### Given instruction
Please copy the lines below word for word, leaving out the pictures.

### Record list
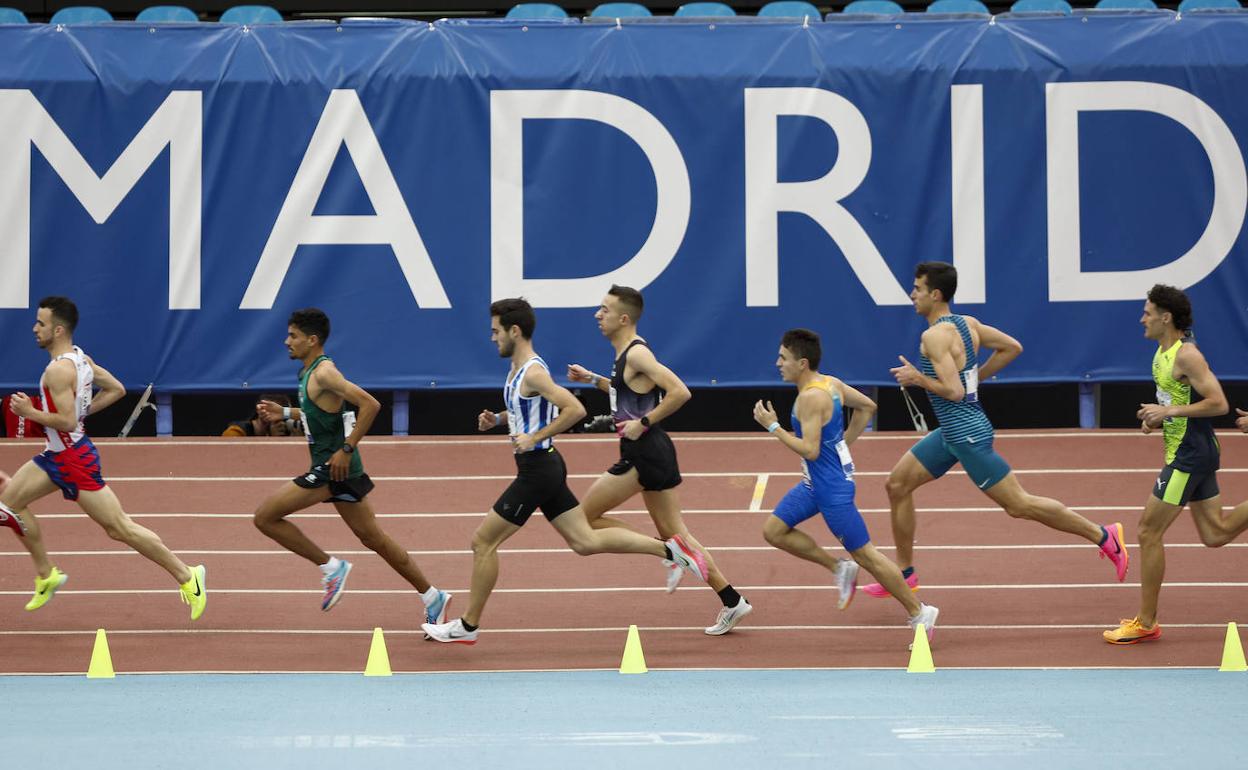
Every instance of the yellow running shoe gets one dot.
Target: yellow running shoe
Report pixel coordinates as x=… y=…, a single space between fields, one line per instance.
x=45 y=588
x=1132 y=632
x=195 y=592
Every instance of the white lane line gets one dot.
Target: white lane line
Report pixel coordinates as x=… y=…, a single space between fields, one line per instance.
x=408 y=592
x=760 y=487
x=896 y=627
x=565 y=550
x=478 y=513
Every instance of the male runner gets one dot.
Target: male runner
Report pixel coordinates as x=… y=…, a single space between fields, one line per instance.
x=337 y=474
x=71 y=463
x=1188 y=396
x=951 y=376
x=648 y=459
x=537 y=411
x=820 y=438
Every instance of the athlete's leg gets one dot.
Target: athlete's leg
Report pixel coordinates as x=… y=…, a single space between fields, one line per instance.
x=887 y=574
x=270 y=518
x=609 y=492
x=790 y=539
x=489 y=536
x=664 y=509
x=1216 y=526
x=907 y=476
x=585 y=540
x=1157 y=518
x=362 y=521
x=24 y=488
x=105 y=509
x=1010 y=494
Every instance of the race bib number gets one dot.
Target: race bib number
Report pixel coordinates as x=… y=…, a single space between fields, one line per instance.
x=843 y=451
x=972 y=385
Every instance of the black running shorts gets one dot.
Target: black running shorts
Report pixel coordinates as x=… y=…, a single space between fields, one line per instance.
x=541 y=482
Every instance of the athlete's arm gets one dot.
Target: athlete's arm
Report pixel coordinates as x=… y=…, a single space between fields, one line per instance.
x=1189 y=362
x=59 y=378
x=814 y=411
x=331 y=380
x=579 y=373
x=939 y=345
x=111 y=391
x=677 y=394
x=488 y=421
x=1005 y=348
x=862 y=411
x=570 y=411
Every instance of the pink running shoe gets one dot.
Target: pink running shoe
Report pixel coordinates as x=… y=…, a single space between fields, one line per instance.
x=877 y=592
x=1115 y=549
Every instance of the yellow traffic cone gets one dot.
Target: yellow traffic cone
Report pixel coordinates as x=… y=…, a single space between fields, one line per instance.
x=633 y=660
x=1233 y=652
x=378 y=659
x=920 y=653
x=101 y=662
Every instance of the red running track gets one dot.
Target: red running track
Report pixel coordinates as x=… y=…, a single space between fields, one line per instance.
x=1011 y=593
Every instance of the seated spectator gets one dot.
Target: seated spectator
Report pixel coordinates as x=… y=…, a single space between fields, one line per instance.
x=258 y=424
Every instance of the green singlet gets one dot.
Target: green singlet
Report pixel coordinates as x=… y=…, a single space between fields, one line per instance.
x=325 y=429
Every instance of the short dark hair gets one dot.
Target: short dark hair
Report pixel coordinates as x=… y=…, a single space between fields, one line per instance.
x=940 y=276
x=804 y=343
x=64 y=311
x=516 y=311
x=311 y=321
x=630 y=298
x=1174 y=302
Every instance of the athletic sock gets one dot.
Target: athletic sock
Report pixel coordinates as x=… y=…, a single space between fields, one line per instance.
x=729 y=597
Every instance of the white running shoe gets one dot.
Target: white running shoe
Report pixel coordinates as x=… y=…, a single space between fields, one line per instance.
x=846 y=582
x=688 y=558
x=453 y=632
x=729 y=617
x=674 y=574
x=927 y=617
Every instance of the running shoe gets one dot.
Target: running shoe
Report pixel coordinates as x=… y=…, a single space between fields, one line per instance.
x=11 y=521
x=674 y=574
x=449 y=633
x=688 y=558
x=877 y=592
x=45 y=588
x=927 y=617
x=436 y=613
x=1132 y=632
x=1115 y=549
x=333 y=584
x=195 y=592
x=729 y=617
x=846 y=582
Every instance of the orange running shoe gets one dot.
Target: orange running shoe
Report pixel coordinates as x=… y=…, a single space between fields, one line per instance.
x=1132 y=632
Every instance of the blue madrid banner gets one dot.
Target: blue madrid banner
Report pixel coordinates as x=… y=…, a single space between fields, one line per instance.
x=191 y=185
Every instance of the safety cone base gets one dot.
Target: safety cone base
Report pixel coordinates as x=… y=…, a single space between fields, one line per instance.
x=920 y=653
x=1233 y=652
x=633 y=660
x=101 y=660
x=378 y=658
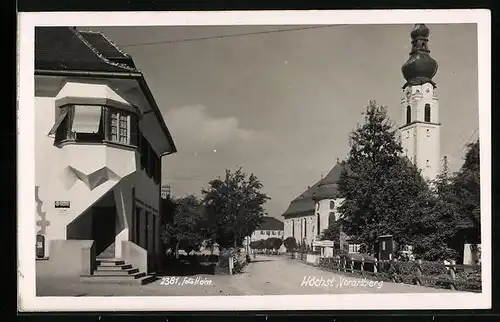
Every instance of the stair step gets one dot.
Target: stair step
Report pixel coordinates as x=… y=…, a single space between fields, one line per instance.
x=121 y=272
x=114 y=267
x=118 y=279
x=110 y=262
x=148 y=279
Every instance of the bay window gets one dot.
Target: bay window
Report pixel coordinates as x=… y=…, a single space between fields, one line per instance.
x=105 y=124
x=95 y=123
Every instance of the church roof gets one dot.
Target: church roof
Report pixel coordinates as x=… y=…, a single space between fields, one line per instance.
x=65 y=48
x=303 y=205
x=325 y=188
x=271 y=223
x=420 y=67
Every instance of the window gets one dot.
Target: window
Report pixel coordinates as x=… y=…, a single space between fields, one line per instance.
x=94 y=123
x=427 y=113
x=119 y=127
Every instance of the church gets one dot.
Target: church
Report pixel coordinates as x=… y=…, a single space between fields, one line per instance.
x=313 y=210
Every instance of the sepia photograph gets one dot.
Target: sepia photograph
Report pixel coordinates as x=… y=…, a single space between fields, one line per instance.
x=252 y=163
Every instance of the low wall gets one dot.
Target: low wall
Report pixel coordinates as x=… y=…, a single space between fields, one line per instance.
x=312 y=258
x=68 y=258
x=135 y=255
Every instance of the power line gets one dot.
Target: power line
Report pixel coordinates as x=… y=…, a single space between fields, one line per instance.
x=224 y=36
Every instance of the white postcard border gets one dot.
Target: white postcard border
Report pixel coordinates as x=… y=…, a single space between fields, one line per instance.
x=27 y=299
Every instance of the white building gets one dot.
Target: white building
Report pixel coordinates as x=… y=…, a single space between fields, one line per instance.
x=420 y=129
x=310 y=213
x=315 y=209
x=99 y=141
x=269 y=228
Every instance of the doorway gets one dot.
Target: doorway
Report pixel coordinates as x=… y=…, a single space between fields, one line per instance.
x=104 y=230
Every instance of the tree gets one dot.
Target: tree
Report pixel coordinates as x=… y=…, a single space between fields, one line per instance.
x=234 y=207
x=185 y=230
x=382 y=190
x=467 y=187
x=290 y=244
x=453 y=217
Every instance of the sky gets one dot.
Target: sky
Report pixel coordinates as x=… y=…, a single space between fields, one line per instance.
x=281 y=105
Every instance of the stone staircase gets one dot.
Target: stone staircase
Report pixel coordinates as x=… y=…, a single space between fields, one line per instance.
x=117 y=271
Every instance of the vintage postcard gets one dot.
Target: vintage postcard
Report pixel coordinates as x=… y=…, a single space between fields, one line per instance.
x=299 y=160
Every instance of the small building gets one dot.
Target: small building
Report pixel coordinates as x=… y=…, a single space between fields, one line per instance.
x=100 y=137
x=269 y=228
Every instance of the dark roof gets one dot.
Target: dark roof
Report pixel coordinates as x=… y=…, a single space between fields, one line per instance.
x=271 y=223
x=303 y=204
x=65 y=48
x=325 y=188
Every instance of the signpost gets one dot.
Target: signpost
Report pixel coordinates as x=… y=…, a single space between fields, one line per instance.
x=62 y=206
x=323 y=243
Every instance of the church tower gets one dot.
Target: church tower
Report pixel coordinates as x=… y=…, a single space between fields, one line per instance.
x=420 y=127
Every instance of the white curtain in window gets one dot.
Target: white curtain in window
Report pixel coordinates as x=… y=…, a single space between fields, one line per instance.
x=87 y=118
x=59 y=120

### Exercise solution
Every instance of the yellow running shoe gets one dot.
Target: yellow running shoe
Report pixel coordinates as x=… y=…, a single space between fields, one line per instance.
x=45 y=588
x=1132 y=632
x=195 y=592
Every instance of the white lane line gets one dot.
Target: white lane line
Report pixel coordinates as x=… y=…, a single space between fields, one line per instance.
x=408 y=592
x=760 y=487
x=896 y=627
x=565 y=550
x=478 y=513
Every instance of the male runner gets one dot.
Target: male runner
Report pixel coordinates as x=… y=…, a single space between fields, one line per instance.
x=337 y=474
x=71 y=463
x=1188 y=396
x=951 y=376
x=648 y=459
x=537 y=411
x=820 y=438
Every instance of the athlete's leg gets one dot.
Target: athlete's leg
Report pixel coordinates as x=… y=…, a single space between fields, one line per instance.
x=887 y=574
x=270 y=518
x=609 y=492
x=790 y=539
x=489 y=536
x=664 y=509
x=1216 y=526
x=907 y=476
x=585 y=540
x=1157 y=518
x=362 y=521
x=24 y=488
x=105 y=509
x=1010 y=494
Every instance of the race bib number gets one dot.
Target: race bib number
Report pixel coordinates as x=… y=…, a single space between fields, one line per instance.
x=843 y=451
x=972 y=385
Every instance of the black running shorts gets one dot.
Target: black running shorts
Report pixel coordinates as x=… y=…, a single space between fields, one line per instance.
x=541 y=482
Every instance of the athlete's arm gets one dot.
Target: athlete's arm
Report pixel coordinates as x=… y=…, a single space between fields, one line per instance.
x=1189 y=362
x=59 y=378
x=814 y=411
x=331 y=380
x=579 y=373
x=939 y=345
x=111 y=391
x=677 y=394
x=488 y=421
x=1005 y=348
x=862 y=411
x=570 y=411
Every instance of the pink running shoe gets one dot.
Target: pink running shoe
Report pixel coordinates as x=… y=…, a single space between fields, one line per instance.
x=877 y=592
x=1115 y=549
Every instance of the yellow traffic cone gets one dot.
Target: yellow traffic cone
Report pixel coordinates as x=… y=…, a single space between fields, one line per instance.
x=633 y=660
x=1233 y=652
x=378 y=659
x=920 y=653
x=101 y=662
Every instance of the red running track gets one dot.
Target: red running track
Report pixel coordinates as x=… y=…, a single space between fields, one line per instance.
x=1011 y=593
Every instance of the seated spectator gets one dot.
Target: seated spectator
Report pixel coordinates as x=… y=…, a single space between fields, one line per instance.
x=258 y=424
Every instance of the green singlet gets one dot.
Target: green singlet
Report pixel coordinates as x=… y=…, a single space between fields, one line per instance.
x=325 y=429
Every instance of the short dark hair gets one dot.
Target: short dark hair
Report pixel coordinates as x=… y=…, a single space between fields, one line per instance.
x=940 y=276
x=804 y=343
x=64 y=311
x=516 y=311
x=311 y=321
x=630 y=298
x=1174 y=302
Every instance of the athletic sock gets one dot.
Target: athletic sock
Report pixel coordinates as x=… y=…, a single space between fields, one line per instance.
x=729 y=597
Every instance of the white running shoe gets one dot.
Target: white running shoe
Report pixel coordinates as x=… y=…, a single space between fields, one line per instance.
x=846 y=582
x=688 y=558
x=453 y=632
x=729 y=617
x=674 y=574
x=927 y=617
Every instance of the running shoe gets one dot.
Target: running shoe
Report pixel coordinates as x=… y=…, a single space between fields, one line per instance.
x=11 y=521
x=674 y=574
x=449 y=633
x=688 y=558
x=877 y=592
x=45 y=588
x=927 y=617
x=436 y=613
x=1132 y=632
x=1115 y=549
x=333 y=584
x=195 y=592
x=729 y=617
x=846 y=582
Every instance of the orange running shoe gets one dot.
Target: orange running shoe
Report pixel coordinates as x=… y=…, a single space between fields, one line per instance.
x=1132 y=632
Every instance of the blue madrid banner gets one dot.
Target: blue madrid banner
Report pixel coordinates as x=… y=…, a single space between fields, one line per instance.
x=191 y=185
Every instance of the safety cone base gets one dot.
Target: safety cone base
Report pixel coordinates as x=… y=…, a single space between fields, one line per instance.
x=920 y=653
x=1233 y=652
x=633 y=660
x=101 y=660
x=378 y=658
Every instance of the stair step gets one dot.
Target: stair step
Report pixel coordinates as x=… y=…, a single space between fields, one line per instance.
x=121 y=272
x=114 y=267
x=118 y=279
x=110 y=262
x=148 y=279
Every instance of the bay window gets one dot.
Target: bay window
Report pixel coordinates as x=… y=…, a single space between fields, one line per instance.
x=105 y=124
x=95 y=123
Every instance of the church roof gets one dot.
Target: church roof
Report pixel coordinates as x=… y=…, a single space between fields, one line per instance.
x=65 y=48
x=303 y=205
x=325 y=188
x=271 y=223
x=420 y=67
Every instance of the window gets one dot.
Target: window
Report pixel coordinates as x=… y=…, a single space between fields, one line per instance.
x=94 y=123
x=427 y=113
x=119 y=127
Every instance of the church gets one dot.
Target: church
Report pixel coordinates as x=… y=…, a single space between fields, one line per instance.
x=313 y=210
Every instance of the sepia photograph gets one dot.
Target: sepia photograph
Report pixel coordinates as x=… y=…, a single space between fields, one line per instance.
x=252 y=163
Every instance of the low wall gets one dot.
Target: low wall
Report pixel coordinates as x=… y=…, a single space between fields, one line per instance.
x=312 y=258
x=68 y=258
x=135 y=255
Every instance of the power line gets one dot.
Target: power line
Report pixel coordinates as x=… y=…, a single space between fields, one line per instance.
x=224 y=36
Every instance of the white postcard border gets one dot.
Target: white postcard border
Report pixel coordinates as x=… y=…, a single space between fields, one line per instance.
x=27 y=299
Every instance of the white building gets one dot.
Target: white building
Report pixel coordinates as x=… y=…, a single space between fields, one line per instance.
x=420 y=129
x=310 y=213
x=315 y=209
x=99 y=141
x=269 y=228
Every instance of the doorway gets one dot.
Target: doorway
Report pixel coordinates as x=… y=…, a single space between fields, one line per instance.
x=104 y=230
Every instance of the tree gets one dot.
Target: tree
Report pixel coordinates as x=… y=…, a single space between fields, one line per instance.
x=234 y=207
x=185 y=230
x=382 y=190
x=467 y=187
x=290 y=244
x=453 y=217
Every instance of the sky gets one dot.
Target: sky
Report pixel coordinates as x=… y=…, a single space between fields, one line per instance.
x=281 y=105
Every instance of the stone staircase gets one dot.
Target: stone staircase
Report pixel coordinates as x=… y=…, a single space between fields, one line per instance.
x=117 y=271
Every instance of the vintage postcard gets one dot.
Target: vintage postcard
Report pixel coordinates as x=… y=…, a single space between fields, one line per instance.
x=299 y=160
Every instance of the small building gets one dot.
Target: small building
Report pixel coordinates as x=… y=…, a single space between fields, one line per instance.
x=100 y=137
x=269 y=228
Every instance of the dark roof gets one dot.
Target: dark roof
Report pixel coordinates as x=… y=…, a single space between fields, one line per instance.
x=271 y=223
x=303 y=204
x=65 y=48
x=325 y=188
Every instance of the signpost gets one dot.
Target: signpost
Report pixel coordinates as x=… y=…, a single space between fields, one line per instance.
x=62 y=206
x=323 y=243
Every instance of the church tower gets one dot.
Target: church tower
Report pixel coordinates as x=… y=…, a single space between fields, one line per instance.
x=420 y=127
Every instance of the white curtain in window gets one dot.
Target: white curtain in window
Report pixel coordinates as x=… y=…, a single space between fields, one line per instance.
x=87 y=118
x=59 y=120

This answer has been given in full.